= Extracted records =
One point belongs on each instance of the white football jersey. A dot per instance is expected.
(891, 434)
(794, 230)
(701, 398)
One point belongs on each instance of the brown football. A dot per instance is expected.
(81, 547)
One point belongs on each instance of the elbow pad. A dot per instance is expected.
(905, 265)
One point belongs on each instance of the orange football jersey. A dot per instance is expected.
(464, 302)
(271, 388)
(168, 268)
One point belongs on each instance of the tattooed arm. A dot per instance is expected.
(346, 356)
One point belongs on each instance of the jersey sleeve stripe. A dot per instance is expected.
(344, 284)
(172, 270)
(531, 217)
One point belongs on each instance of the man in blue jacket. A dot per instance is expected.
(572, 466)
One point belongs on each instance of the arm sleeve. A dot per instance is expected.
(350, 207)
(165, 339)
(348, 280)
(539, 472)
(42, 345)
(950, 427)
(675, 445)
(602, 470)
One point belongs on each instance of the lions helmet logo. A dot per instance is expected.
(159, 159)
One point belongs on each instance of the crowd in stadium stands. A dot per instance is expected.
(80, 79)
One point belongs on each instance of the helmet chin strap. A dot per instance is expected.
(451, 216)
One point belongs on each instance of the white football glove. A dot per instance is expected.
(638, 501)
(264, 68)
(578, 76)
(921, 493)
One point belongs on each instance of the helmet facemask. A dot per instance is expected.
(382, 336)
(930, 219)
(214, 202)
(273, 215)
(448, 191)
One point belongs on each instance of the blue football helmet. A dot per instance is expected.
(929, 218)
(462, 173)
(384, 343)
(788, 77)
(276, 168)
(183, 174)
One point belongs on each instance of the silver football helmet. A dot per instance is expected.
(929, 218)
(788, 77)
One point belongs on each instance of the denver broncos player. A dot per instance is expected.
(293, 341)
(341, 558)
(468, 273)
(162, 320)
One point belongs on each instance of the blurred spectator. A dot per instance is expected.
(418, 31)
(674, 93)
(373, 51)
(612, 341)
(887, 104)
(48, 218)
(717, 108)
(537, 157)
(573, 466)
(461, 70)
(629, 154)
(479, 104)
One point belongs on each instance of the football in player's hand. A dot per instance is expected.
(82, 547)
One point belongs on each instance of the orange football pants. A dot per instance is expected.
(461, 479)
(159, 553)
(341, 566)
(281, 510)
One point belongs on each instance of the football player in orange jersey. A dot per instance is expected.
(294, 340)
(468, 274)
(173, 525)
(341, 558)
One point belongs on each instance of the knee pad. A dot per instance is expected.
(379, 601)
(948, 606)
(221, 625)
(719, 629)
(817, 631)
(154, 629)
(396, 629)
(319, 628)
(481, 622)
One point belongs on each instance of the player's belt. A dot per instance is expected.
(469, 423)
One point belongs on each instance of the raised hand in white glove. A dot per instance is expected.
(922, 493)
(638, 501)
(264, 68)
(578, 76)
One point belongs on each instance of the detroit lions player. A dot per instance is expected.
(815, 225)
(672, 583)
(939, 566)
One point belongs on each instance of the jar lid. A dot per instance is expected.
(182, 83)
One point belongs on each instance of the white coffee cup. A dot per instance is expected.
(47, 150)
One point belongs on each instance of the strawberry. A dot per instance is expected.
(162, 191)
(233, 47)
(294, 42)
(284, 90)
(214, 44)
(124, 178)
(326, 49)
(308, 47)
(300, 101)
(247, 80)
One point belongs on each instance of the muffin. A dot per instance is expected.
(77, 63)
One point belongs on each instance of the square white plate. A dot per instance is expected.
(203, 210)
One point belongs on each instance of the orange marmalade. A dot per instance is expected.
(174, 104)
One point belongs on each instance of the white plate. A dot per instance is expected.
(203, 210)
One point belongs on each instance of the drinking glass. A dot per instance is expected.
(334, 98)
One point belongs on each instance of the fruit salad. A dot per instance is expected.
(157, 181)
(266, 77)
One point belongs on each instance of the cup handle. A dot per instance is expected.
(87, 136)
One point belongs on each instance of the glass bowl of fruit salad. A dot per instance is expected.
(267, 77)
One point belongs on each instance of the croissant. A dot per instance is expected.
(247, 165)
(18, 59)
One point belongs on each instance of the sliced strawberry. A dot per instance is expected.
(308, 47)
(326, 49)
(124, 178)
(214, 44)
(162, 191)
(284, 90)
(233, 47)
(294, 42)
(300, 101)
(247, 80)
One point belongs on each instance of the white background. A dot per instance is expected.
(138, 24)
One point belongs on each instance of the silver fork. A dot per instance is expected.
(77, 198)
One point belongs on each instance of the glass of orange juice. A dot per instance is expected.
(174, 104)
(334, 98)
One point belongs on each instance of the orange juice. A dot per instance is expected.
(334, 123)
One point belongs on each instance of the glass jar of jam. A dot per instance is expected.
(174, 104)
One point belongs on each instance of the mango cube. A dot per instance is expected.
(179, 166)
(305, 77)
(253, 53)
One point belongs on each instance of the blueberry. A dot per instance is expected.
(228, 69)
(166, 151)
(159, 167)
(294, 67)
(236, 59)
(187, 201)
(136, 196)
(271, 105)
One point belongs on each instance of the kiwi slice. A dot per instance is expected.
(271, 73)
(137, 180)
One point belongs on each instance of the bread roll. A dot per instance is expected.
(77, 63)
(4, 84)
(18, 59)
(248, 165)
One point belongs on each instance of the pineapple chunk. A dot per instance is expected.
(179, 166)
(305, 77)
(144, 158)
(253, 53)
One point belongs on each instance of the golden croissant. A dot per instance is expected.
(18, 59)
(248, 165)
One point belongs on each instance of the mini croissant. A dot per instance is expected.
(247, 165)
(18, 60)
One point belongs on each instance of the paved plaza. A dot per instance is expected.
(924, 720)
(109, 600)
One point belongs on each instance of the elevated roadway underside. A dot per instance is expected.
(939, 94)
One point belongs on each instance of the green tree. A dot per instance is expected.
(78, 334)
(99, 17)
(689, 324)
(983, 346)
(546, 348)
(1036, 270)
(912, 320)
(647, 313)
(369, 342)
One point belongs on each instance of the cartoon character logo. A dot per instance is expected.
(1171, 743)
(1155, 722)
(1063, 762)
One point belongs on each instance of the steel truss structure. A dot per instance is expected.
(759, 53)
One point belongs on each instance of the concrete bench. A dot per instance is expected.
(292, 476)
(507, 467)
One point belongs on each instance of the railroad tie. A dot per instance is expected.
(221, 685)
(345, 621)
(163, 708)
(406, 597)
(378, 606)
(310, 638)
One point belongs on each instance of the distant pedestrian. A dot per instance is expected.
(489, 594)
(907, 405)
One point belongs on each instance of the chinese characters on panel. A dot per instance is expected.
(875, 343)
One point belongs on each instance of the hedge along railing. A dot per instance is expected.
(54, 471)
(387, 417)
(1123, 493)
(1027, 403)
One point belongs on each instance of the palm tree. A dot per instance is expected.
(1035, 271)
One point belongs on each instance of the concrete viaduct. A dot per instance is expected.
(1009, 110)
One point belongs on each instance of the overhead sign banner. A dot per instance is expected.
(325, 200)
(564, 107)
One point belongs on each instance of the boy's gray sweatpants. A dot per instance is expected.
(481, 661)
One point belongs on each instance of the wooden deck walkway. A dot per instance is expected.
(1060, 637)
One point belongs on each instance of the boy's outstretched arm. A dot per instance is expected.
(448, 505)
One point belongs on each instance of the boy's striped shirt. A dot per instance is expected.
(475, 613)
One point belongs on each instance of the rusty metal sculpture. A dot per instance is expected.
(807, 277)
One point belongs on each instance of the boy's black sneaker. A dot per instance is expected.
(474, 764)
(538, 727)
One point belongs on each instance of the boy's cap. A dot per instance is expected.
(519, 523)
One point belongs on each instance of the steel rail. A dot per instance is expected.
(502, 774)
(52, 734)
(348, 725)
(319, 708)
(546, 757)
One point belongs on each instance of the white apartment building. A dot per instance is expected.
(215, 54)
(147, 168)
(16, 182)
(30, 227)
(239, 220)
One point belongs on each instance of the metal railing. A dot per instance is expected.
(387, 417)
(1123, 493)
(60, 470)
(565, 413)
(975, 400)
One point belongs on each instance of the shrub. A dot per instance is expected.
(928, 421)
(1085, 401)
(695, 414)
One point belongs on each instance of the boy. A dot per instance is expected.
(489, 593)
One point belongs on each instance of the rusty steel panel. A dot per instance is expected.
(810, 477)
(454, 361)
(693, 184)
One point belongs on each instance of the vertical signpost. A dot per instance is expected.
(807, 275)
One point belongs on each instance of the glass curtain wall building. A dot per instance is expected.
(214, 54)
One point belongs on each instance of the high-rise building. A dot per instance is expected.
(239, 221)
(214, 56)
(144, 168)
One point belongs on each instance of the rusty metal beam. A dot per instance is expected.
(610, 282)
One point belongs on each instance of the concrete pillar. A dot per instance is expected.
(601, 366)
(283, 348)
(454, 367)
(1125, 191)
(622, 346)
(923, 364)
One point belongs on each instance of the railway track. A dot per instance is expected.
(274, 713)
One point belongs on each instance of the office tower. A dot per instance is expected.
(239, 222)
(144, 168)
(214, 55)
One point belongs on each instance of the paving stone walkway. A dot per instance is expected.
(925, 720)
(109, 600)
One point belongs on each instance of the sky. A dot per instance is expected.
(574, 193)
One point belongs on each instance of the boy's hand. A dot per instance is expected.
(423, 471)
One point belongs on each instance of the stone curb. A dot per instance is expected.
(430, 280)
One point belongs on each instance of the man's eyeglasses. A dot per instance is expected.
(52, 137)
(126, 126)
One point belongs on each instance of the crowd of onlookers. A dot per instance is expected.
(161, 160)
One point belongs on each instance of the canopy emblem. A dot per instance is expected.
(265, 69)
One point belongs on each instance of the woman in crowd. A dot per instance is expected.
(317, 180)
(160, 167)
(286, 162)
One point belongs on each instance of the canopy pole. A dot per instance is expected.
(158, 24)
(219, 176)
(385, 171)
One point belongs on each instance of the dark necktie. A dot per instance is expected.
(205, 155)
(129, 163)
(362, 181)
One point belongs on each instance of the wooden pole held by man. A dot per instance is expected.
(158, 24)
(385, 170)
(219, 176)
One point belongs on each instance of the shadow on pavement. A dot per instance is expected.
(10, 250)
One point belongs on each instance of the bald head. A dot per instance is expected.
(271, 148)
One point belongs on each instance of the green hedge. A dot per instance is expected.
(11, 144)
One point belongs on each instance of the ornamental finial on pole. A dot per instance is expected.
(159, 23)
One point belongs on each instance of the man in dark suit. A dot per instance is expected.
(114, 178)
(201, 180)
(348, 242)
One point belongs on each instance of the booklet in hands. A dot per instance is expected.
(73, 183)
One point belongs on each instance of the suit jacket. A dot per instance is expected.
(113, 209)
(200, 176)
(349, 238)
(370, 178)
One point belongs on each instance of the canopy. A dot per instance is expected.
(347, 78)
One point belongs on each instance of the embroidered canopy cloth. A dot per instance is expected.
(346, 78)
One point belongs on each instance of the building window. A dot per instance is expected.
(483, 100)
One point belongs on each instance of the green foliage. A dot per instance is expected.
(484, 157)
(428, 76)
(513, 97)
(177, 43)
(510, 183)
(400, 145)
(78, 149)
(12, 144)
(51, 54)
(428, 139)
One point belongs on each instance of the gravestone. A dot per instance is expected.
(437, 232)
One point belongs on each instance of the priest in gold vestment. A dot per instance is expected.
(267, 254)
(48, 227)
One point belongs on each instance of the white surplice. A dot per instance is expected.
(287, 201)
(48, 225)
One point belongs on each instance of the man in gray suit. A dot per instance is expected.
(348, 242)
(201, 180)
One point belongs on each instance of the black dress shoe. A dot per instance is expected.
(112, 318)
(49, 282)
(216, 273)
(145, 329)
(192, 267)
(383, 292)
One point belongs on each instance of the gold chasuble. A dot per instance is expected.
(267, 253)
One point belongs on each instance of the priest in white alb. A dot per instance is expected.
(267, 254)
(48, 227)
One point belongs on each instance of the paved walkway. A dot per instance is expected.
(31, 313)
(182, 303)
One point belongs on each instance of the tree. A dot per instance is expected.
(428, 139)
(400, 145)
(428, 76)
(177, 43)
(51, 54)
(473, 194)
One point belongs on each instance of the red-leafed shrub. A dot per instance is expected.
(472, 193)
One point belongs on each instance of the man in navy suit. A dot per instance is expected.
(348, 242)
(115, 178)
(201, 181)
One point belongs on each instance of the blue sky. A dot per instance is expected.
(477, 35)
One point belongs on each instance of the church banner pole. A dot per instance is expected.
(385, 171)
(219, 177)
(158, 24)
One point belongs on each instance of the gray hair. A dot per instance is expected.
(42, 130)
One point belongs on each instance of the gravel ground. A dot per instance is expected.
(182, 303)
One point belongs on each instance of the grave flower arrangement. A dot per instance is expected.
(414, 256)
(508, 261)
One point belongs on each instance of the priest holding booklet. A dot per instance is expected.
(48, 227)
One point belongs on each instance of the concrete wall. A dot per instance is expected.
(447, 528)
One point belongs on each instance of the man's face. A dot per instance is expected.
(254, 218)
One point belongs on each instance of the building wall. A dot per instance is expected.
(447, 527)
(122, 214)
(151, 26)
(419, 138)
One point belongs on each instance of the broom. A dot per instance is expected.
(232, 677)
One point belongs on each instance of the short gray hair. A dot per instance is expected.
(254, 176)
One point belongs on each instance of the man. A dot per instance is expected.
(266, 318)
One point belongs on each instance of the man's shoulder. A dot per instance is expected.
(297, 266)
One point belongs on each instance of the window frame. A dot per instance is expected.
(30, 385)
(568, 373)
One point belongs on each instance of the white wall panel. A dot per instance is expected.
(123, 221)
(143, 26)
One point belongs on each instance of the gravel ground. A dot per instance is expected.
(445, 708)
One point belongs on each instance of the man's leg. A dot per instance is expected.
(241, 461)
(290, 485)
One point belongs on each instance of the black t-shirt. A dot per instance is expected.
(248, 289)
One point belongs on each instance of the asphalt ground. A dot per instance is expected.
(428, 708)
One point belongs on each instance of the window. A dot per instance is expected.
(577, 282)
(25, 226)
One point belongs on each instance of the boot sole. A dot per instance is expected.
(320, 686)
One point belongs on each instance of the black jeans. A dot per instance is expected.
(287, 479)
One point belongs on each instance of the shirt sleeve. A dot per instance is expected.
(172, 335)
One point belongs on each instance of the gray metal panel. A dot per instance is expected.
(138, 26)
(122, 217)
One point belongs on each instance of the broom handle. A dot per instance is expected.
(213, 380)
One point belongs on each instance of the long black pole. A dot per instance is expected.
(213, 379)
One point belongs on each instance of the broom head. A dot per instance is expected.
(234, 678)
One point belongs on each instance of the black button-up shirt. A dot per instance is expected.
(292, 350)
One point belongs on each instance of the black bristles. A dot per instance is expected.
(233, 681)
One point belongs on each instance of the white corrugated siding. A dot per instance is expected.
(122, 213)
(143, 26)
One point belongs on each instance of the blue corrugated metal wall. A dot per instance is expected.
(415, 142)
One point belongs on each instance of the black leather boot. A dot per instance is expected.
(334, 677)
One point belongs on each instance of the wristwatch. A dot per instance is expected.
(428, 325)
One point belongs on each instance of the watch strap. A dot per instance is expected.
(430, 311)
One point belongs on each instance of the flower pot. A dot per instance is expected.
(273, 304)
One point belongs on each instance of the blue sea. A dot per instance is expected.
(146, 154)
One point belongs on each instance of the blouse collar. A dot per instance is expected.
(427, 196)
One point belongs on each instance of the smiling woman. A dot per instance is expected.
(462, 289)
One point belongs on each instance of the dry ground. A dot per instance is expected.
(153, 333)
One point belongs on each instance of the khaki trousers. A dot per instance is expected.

= WORK TO BE COMPLETED =
Repeat exactly, and only, the lines from the line with "One point belongs on each instance of the black jeans." through the end of the listing above, both ends included.

= FINAL RESULT =
One point belongs on each instance of the black jeans. A dot per instance is expected.
(287, 479)
One point belongs on each instance of the shirt sleeve. A dot per instance is expected.
(172, 335)
One point belongs on each instance of the gray metal panel. A dot per instance is expected.
(138, 26)
(122, 217)
One point belongs on each instance of the broom handle. A dot per instance is expected.
(213, 380)
One point belongs on each instance of the long black pole. A dot per instance is expected.
(213, 379)
One point belongs on each instance of the broom head. A dot per instance is expected.
(234, 678)
One point belongs on each instance of the black button-up shirt. A dot per instance is expected.
(292, 350)
One point belongs on each instance of the black bristles. A dot per instance is expected.
(233, 681)
One point belongs on each instance of the white corrugated siding. A dot per instance is expected.
(122, 213)
(143, 26)
One point belongs on each instance of the blue corrugated metal wall. A dot per instance is expected.
(415, 142)
One point belongs on each instance of the black leather boot. A dot per instance is expected.
(334, 677)
One point belongs on each instance of the wristwatch. A dot per instance is expected.
(428, 325)
One point belongs on each instance of the watch strap. A dot per instance is expected.
(430, 311)
One point belongs on each instance of the flower pot. A dot per instance is expected.
(273, 304)
One point belongs on each instance of the blue sea. A dot per instance is expected.
(146, 154)
One point belongs on each instance of the blouse collar. A dot per instance is expected.
(427, 196)
One point belongs on each instance of the smiling woman. A dot per instance is expected.
(462, 289)
One point belongs on each instance of the dry ground. A dot per instance is expected.
(153, 333)
One point belongs on each instance of the khaki trousers. A dot per instance is expected.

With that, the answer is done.